> **本文**
==============================

第8話 3回の体外受精
私の治療内容は、生理が始まるとすぐ、卵子を複数採取するため排卵誘発剤を注射し、決められた時間に薬を点鼻します。それは、卵子が十分成熟するまで毎日続けます。
その間、注射を一日でもとばしたり薬の時間を間違えたりすると、途中で排卵したり卵子がうまく育たなかったりします。
そして観察し、十分成熟したら、排卵を起こさせるホルモン剤を注射します。その二日後には採卵します。
採卵の時は全身麻酔をし、その後しばらく安静にして帰ります。
次に、採卵した卵子は培養され、精子と受精させます。
そして二日後の朝、病院に電話して受精卵が分割しているかどうかの確認。
分割が確認されると、その日の何時に病院に来るよう指示が出されます。
受精卵の分割が確認され、連絡を受けた私は、受精卵を子宮に戻しました。
麻酔はせず、長い管のついた注射器で、モニターで確認しながら行いました。
私の場合、産道が曲がっていて管が入りにくかったようで、毎回痛い思いをしました。
けれど、この日のために頑張ってきたのですから、痛みも全く苦にはなりませんでした。
体外受精終了後は、ずっとストレッチャーに乗ったまま三時間、起き上がることはもちろん、腰を動かすことも許されませんでした。
寝返りも打てない状態での三時間の長いことといったら!しかし、これで体外受精全ての過程が終わりです。
これで生理がこなければ、めでたく妊娠ということになります。
私は数冊の雑誌を持ち込み、何とか時間をつぶしました。
体外受精は、いつ終わるか分からない孤独な闘いです。正に、先の見えないトンネルに入ったようなものです。
排卵誘発剤の副作用で、私の卵巣は腫れ腹水は溜まり、洋服の上からもお腹が出ているのが分かりました。

==============================

保存された項目

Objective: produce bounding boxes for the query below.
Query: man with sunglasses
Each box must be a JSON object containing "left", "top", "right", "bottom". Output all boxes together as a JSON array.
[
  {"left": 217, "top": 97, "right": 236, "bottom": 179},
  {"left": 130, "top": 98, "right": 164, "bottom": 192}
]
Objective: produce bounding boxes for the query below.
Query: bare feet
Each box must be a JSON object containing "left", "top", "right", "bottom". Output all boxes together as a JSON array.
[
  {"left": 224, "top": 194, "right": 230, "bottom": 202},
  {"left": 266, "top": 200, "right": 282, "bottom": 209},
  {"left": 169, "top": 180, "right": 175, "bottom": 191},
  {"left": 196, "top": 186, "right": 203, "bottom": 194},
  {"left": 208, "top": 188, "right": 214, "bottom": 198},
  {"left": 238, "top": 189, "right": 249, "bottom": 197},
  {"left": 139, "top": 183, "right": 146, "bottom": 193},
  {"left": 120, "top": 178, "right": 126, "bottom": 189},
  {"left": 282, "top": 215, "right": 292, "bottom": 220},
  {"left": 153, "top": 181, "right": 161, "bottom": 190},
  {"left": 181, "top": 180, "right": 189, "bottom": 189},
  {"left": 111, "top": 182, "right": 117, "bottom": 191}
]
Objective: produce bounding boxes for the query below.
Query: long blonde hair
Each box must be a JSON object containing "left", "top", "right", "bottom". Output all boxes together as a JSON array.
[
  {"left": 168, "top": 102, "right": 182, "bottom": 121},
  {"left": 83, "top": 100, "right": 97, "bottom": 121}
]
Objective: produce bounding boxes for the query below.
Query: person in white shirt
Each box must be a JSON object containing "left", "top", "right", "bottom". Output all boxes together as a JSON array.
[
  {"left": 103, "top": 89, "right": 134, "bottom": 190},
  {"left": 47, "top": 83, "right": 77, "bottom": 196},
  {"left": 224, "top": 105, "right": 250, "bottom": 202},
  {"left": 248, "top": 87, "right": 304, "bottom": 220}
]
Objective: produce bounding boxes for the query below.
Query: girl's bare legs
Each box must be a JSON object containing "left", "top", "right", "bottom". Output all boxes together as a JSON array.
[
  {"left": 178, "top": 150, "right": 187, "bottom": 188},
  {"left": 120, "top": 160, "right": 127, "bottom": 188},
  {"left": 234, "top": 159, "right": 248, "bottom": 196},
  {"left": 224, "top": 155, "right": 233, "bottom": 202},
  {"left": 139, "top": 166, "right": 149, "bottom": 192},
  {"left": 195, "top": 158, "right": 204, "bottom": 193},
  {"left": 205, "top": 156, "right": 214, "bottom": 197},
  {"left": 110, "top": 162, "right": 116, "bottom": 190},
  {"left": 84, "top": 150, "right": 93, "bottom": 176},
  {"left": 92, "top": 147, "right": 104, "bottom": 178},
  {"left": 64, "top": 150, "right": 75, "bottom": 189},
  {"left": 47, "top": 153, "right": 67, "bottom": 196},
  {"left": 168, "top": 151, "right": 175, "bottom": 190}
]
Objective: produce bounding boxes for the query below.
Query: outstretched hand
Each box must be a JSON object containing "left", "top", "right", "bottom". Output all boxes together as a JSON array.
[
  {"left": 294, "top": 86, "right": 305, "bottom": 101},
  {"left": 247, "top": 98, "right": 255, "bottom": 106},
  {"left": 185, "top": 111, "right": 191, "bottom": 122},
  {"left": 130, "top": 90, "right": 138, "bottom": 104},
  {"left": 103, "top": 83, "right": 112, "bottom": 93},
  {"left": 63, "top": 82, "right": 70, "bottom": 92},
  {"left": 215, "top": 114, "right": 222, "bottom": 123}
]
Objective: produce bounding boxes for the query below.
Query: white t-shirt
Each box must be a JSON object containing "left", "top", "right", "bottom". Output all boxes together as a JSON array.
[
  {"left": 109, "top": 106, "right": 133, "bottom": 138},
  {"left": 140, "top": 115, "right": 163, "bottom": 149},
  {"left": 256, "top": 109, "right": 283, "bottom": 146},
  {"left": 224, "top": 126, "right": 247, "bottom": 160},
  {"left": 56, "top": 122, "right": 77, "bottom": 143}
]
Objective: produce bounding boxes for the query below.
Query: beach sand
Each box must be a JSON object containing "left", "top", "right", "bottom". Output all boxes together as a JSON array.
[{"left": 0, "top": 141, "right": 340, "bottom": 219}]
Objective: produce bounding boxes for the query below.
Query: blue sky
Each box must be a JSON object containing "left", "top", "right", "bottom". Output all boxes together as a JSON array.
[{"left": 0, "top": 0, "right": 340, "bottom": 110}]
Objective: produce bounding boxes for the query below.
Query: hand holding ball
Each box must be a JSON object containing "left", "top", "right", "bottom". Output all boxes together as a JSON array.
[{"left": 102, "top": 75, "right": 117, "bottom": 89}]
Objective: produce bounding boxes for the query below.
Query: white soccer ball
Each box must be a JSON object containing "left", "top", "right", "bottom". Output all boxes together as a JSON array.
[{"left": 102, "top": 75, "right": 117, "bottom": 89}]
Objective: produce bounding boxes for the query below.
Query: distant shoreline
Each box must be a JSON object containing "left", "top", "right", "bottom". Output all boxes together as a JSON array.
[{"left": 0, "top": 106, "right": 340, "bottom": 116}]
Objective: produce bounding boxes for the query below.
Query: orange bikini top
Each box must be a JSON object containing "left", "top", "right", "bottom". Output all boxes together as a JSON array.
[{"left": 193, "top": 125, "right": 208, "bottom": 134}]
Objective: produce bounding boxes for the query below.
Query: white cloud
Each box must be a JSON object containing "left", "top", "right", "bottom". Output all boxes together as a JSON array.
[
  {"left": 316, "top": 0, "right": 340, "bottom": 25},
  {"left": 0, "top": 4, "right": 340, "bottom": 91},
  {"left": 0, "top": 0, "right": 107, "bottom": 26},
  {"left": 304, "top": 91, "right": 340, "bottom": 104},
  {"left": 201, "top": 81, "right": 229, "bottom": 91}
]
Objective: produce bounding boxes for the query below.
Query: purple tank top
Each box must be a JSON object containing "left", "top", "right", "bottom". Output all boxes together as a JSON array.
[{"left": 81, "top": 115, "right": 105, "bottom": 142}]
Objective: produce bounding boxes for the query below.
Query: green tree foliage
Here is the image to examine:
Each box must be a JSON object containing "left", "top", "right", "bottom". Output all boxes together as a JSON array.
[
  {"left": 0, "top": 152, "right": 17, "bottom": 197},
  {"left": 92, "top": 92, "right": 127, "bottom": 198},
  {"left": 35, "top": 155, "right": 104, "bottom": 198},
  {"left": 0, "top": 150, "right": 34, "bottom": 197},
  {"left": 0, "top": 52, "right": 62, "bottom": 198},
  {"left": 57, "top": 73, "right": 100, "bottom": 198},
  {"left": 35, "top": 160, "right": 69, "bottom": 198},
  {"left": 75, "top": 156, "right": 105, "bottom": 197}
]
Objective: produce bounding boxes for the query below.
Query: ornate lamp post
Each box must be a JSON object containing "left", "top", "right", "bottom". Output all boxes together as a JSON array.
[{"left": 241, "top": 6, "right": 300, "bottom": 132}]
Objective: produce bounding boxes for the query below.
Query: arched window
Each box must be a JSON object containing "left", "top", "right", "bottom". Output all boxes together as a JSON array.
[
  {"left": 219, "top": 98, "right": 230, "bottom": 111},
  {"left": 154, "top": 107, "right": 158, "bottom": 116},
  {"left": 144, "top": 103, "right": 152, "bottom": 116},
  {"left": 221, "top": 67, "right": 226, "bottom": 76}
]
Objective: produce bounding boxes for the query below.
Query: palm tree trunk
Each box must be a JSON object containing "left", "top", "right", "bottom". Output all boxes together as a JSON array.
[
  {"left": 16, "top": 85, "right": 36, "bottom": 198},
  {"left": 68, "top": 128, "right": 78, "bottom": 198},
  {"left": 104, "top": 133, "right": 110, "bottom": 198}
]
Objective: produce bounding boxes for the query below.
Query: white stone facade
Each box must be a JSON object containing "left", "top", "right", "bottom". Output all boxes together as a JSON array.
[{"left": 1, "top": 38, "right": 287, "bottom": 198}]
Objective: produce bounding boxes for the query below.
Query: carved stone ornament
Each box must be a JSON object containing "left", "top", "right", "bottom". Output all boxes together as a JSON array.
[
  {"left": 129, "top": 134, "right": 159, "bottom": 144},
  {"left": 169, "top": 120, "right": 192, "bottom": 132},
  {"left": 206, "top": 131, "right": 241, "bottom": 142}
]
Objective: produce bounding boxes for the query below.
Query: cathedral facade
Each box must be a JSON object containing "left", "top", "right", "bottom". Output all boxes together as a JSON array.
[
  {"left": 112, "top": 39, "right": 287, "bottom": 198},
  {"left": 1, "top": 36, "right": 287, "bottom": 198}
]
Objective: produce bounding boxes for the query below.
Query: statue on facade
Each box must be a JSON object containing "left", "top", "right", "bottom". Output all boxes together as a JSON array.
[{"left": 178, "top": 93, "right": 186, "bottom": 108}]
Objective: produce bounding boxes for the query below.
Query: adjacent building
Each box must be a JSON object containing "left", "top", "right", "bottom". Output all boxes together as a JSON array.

==============================

> **練習問題**
1: 本文の「私の治療内容は」で始まる段落を、主な事実を残して箇条書きにまとめてください。
2: 本文のうち「分割が確認されると、その日の何時に病院に来るよう指示が出されます。」を含むところから始め、「受精全ての過程が終わりです。」の後で止めた部分を、「三時間」を「3時間」に改めて更新してください。
保存された行は本文とは別の資料です。

> **解答一覧**
1:
- 生理が始まるとすぐ、卵子を複数採取するため排卵誘発剤を注射する
- 決められた時間に薬を点鼻する
- これを卵子が十分成熟するまで毎日続ける

2:
分割が確認されると、その日の何時に病院に来るよう指示が出されます。
受精卵の分割が確認され、連絡を受けた私は、受精卵を子宮に戻しました。
麻酔はせず、長い管のついた注射器で、モニターで確認しながら行いました。
私の場合、産道が曲がっていて管が入りにくかったようで、毎回痛い思いをしました。
けれど、この日のために頑張ってきたのですから、痛みも全く苦にはなりませんでした。
体外受精終了後は、ずっとストレッチャーに乗ったまま3時間、起き上がることはもちろん、腰を動かすことも許されませんでした。
寝返りも打てない状態での3時間の長いことといったら!しかし、これで体外受精全ての過程が終わりです。